→ REQUIREMENTS
Find "In this photo, point at the metal" in the records that follow; print that line and each subsequent line through the last one, verbatim and with nothing added.

Location labeling records
┄┄┄┄┄┄┄┄┄┄

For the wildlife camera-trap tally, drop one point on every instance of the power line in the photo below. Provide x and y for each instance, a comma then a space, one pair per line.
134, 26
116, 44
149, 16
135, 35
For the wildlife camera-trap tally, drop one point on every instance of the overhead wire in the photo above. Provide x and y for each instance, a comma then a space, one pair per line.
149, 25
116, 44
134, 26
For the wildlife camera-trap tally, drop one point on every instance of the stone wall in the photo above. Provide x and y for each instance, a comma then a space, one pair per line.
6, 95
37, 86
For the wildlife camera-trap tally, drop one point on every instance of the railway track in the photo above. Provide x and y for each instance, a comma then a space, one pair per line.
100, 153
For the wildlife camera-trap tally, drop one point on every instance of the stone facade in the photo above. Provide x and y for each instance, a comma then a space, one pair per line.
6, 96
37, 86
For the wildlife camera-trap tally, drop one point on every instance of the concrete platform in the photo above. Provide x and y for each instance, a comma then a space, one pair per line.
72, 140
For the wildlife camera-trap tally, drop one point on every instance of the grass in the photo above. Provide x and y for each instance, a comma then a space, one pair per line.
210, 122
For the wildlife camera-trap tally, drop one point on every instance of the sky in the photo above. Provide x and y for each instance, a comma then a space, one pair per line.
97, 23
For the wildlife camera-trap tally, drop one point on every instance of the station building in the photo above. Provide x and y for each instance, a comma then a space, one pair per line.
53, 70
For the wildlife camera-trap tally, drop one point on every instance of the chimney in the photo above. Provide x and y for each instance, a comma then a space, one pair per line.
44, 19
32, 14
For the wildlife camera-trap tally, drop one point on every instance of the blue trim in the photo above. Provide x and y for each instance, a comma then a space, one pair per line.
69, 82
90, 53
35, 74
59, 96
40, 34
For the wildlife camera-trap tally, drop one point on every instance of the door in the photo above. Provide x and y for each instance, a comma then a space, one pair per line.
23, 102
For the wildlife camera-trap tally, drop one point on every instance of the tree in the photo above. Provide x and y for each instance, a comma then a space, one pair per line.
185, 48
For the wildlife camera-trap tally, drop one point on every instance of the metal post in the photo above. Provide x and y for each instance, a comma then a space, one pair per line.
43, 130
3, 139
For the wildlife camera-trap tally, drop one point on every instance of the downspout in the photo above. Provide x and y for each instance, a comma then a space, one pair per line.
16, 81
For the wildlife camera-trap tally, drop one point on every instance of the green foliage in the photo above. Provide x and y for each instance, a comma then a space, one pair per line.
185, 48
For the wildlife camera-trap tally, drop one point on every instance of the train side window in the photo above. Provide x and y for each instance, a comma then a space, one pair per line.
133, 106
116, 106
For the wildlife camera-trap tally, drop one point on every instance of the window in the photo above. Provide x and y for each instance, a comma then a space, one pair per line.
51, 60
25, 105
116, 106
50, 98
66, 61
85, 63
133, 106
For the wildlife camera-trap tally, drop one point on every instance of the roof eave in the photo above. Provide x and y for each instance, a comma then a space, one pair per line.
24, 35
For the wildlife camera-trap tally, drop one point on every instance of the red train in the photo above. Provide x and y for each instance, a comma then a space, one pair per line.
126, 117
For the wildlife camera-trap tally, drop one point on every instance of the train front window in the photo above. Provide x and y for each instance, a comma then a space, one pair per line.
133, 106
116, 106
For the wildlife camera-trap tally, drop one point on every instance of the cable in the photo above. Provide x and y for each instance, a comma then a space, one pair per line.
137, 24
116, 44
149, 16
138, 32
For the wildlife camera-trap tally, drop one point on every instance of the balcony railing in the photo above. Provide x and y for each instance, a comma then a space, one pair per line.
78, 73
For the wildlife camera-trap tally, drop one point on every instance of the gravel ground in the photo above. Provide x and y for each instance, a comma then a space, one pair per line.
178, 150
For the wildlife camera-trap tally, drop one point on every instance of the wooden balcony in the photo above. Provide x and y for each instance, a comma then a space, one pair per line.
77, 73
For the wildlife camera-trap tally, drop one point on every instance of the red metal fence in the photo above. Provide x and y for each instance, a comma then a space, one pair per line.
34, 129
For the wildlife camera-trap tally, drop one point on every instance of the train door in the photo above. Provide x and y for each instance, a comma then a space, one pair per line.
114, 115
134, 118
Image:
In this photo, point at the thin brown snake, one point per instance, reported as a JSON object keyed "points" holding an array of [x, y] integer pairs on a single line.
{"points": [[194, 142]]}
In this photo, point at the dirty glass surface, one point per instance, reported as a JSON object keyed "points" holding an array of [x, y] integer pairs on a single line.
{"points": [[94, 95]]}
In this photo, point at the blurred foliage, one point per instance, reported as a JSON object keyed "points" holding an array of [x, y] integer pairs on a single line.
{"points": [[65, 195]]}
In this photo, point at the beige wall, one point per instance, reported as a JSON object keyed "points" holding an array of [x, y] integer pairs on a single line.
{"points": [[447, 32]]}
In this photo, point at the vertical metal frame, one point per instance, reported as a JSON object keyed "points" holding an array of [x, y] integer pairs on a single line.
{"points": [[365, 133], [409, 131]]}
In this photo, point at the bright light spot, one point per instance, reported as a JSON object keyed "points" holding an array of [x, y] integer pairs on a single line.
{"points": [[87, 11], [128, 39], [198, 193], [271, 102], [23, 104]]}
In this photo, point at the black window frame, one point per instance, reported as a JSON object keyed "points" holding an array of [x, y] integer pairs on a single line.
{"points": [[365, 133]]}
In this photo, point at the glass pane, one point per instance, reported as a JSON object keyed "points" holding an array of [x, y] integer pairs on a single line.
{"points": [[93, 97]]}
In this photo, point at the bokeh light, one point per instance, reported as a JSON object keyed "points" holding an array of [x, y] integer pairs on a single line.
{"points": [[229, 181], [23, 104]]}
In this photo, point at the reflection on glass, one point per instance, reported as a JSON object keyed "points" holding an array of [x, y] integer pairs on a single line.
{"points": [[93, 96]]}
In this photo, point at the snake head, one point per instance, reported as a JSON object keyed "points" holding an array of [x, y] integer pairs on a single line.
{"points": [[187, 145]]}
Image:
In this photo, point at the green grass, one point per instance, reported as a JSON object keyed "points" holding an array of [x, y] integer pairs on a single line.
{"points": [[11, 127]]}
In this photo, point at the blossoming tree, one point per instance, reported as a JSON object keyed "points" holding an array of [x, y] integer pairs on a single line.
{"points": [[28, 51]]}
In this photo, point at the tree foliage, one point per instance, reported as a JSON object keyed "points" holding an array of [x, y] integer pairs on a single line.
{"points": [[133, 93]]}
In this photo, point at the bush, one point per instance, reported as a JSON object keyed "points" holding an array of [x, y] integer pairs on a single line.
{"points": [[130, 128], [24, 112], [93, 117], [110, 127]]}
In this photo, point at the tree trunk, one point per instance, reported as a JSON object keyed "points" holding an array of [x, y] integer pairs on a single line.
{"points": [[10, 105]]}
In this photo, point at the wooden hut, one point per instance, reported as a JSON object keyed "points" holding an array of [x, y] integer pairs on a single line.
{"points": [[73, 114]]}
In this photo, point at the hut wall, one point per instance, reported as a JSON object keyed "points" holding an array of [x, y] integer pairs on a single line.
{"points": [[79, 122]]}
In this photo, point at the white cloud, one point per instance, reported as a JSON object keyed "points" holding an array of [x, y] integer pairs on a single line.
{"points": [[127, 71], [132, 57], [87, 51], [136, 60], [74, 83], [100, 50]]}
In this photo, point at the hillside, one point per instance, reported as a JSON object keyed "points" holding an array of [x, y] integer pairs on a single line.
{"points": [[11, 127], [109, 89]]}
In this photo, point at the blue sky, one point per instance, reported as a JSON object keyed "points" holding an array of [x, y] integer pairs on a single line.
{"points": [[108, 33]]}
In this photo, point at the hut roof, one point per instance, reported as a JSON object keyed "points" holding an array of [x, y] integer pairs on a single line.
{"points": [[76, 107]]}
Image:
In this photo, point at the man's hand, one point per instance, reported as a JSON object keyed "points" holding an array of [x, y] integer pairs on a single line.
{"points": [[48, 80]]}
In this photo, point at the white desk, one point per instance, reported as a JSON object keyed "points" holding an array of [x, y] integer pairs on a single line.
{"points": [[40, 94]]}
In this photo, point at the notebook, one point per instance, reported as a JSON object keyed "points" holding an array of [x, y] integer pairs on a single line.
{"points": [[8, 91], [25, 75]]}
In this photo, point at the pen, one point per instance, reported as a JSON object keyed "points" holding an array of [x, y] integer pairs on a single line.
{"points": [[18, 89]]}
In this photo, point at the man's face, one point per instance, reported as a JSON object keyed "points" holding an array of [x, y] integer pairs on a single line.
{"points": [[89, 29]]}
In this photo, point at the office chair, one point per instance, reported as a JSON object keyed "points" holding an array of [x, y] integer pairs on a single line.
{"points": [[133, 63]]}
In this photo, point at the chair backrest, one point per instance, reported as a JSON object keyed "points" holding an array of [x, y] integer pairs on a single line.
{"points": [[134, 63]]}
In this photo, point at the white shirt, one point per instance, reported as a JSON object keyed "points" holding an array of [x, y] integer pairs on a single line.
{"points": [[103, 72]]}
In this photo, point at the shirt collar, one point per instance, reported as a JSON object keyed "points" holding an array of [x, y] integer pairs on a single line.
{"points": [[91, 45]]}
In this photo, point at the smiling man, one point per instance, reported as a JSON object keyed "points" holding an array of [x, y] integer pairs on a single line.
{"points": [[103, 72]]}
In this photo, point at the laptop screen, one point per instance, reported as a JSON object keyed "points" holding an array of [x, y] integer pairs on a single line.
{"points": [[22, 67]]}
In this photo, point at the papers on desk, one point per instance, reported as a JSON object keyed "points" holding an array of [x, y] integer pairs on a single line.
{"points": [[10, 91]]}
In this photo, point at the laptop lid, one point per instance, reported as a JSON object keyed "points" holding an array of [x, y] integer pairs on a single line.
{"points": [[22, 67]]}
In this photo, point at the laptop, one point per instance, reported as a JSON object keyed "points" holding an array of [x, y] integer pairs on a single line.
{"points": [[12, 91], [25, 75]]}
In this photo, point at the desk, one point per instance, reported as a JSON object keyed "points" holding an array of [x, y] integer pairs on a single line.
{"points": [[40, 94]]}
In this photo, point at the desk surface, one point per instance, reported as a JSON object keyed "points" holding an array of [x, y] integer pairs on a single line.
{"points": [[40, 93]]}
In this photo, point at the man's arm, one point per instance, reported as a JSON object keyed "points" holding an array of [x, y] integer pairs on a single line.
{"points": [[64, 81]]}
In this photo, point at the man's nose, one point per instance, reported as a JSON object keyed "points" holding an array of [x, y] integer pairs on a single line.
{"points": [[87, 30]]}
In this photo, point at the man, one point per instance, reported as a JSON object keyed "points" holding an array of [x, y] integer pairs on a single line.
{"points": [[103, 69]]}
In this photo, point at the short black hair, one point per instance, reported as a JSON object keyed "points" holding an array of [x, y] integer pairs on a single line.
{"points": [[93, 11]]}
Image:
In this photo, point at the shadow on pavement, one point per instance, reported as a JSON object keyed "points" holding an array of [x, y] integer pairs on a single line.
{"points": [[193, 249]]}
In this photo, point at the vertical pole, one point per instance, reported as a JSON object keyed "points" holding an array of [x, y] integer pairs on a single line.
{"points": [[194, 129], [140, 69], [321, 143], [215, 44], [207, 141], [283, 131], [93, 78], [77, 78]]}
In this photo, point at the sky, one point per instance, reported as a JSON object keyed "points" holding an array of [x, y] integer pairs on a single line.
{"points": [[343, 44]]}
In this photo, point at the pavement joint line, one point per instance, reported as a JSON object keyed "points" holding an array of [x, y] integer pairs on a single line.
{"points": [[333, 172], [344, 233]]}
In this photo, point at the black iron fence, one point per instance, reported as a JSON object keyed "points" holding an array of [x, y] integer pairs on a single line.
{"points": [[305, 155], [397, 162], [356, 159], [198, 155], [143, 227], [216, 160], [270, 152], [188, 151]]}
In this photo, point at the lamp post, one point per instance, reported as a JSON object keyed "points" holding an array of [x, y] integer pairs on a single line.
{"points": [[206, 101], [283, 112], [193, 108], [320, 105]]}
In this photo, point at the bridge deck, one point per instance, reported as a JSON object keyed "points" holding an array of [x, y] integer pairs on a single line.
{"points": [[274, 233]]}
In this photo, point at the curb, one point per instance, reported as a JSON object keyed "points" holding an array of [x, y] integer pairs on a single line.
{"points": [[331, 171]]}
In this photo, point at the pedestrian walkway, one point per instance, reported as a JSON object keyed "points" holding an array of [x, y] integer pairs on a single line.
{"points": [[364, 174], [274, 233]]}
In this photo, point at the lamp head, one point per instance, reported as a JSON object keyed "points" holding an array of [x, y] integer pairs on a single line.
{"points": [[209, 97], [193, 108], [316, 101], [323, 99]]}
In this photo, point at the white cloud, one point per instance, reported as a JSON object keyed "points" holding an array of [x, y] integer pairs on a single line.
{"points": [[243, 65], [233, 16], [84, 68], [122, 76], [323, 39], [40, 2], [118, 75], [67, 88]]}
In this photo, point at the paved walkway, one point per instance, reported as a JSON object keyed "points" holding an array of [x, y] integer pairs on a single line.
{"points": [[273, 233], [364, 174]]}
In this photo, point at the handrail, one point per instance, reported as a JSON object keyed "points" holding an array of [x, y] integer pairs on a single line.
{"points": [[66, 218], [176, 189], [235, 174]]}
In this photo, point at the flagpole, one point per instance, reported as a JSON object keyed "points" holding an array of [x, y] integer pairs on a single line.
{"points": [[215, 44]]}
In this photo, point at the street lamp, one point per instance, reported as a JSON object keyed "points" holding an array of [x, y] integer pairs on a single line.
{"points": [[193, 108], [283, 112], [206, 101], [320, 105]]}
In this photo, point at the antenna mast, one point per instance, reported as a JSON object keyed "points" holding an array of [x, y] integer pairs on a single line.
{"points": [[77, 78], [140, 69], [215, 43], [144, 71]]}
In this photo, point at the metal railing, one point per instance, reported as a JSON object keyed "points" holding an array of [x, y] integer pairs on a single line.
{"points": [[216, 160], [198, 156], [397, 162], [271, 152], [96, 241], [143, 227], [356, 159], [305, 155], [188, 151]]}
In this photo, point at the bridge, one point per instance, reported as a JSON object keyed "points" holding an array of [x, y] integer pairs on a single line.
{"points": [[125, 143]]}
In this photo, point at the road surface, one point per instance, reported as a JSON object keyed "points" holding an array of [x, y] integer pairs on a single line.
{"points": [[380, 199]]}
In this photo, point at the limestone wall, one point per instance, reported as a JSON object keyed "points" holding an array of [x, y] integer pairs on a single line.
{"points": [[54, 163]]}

┄┄┄┄┄┄┄┄┄┄

→ EXERCISE RESPONSE
In this photo, point at the metal railing, one point per instance, reported as a JSON object keyed "points" holding an array of [x, y] integer pairs on a single line.
{"points": [[216, 160], [198, 156], [397, 162], [271, 152], [96, 241], [143, 227], [356, 159], [305, 155], [188, 151]]}
In this photo, point at the bridge, one point per instance, reported as a JSON object keyed "points" holding an array of [x, y] integer pairs on a single line.
{"points": [[125, 143]]}
In this photo, point at the road surface, one point per instance, reported as a JSON object keyed "points" holding an array of [x, y] integer pairs on a single line.
{"points": [[380, 199]]}
In this photo, point at the limestone wall, one point per instance, reported as a JSON object keyed "points" holding an array of [x, y] integer pairs on a single line.
{"points": [[54, 163]]}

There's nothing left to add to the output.